Resume the abstract on co-designing and pilot testing a mobile health app for people with COPD, picking up right after its final sentence.

Text excerpt:

⁂

Accepted for/Published in: JMIR Human Factors
Date Submitted: Sep 17, 2019
Date Accepted: Feb 3, 2020
Recommendations for Developing Support Tools with People Suffering from COPD: Co-design and pilot testing of an mHealth prototype
ABSTRACT
Background:
Gaps exist between developers, commissioners and end users in terms of the perceived desirability of different features and functionality for mobile apps.
Objective:
We present lessons learned and recommendations from working on a large project with various stakeholders to develop a mobile app for chronic obstructive pulmonary disease (COPD) patients.
Methods:
We adopted a user-centred, participatory approach to app development. Following a series of focus groups and interviews to capture requirements, we developed a prototype app, designed to enable daily symptom recording (experience sampling). The prototype was tested in a usability study applying the Think Aloud protocol on people with COPD. It was then released via the Android app store and experience sampling data and event data were captured to gather further usability data.

⁂

Records shown:
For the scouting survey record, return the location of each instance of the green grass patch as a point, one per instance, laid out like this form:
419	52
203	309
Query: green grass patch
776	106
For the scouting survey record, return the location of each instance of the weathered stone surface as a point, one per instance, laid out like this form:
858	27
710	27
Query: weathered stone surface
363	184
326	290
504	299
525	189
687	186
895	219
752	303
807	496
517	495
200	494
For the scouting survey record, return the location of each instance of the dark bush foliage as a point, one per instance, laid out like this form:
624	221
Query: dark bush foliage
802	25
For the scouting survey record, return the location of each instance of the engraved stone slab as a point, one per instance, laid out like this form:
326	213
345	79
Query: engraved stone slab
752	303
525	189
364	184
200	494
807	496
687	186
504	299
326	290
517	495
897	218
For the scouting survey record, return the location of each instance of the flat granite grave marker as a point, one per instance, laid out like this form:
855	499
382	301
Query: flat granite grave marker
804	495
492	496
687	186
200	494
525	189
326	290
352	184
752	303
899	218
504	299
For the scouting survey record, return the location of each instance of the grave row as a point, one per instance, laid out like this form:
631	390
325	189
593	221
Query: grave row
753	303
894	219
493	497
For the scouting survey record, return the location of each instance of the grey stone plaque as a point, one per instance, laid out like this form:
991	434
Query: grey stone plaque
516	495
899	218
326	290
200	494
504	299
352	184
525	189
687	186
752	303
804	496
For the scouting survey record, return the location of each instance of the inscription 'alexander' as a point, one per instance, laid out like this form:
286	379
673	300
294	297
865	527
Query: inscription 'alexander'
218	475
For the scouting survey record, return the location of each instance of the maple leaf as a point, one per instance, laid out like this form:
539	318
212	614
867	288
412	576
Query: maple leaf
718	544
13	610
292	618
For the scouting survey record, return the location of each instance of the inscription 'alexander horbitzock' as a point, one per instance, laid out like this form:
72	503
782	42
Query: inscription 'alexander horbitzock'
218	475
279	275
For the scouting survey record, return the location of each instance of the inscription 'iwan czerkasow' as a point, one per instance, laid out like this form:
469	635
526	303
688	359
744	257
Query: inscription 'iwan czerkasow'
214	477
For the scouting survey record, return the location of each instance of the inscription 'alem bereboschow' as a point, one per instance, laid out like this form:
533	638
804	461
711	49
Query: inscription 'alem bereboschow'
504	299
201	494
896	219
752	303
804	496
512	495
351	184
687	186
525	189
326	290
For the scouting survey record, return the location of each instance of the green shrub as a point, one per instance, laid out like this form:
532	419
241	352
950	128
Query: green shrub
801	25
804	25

⁂

Task answer:
Results:
Five people with COPD took part in the pilot study. Identified themes include familiarity with technology, appropriate levels for feeding back information, and usability issues such as manual dexterity. Thirty-seven participants used the app over a four-month period (median age 47 years). The symptoms most correlated to perceived wellbeing were ‘tiredness’ (r =.61, P < .001) and ‘breathlessness’ (r =.59, P < .001).
Conclusions:
Design implications for COPD apps include the need for clearly labelled features (rather than relying on colours/symbols which require experience using smartphones), providing weather information, and using the same terminology as healthcare professionals (rather than simply lay terms). Target users, researchers and developers should be involved at every stage of app development, using an iterative approach to build a prototype app, which should then be tested in controlled settings as well as ‘in the wild’ (i.e. when deployed and used in real World settings) over longer time periods.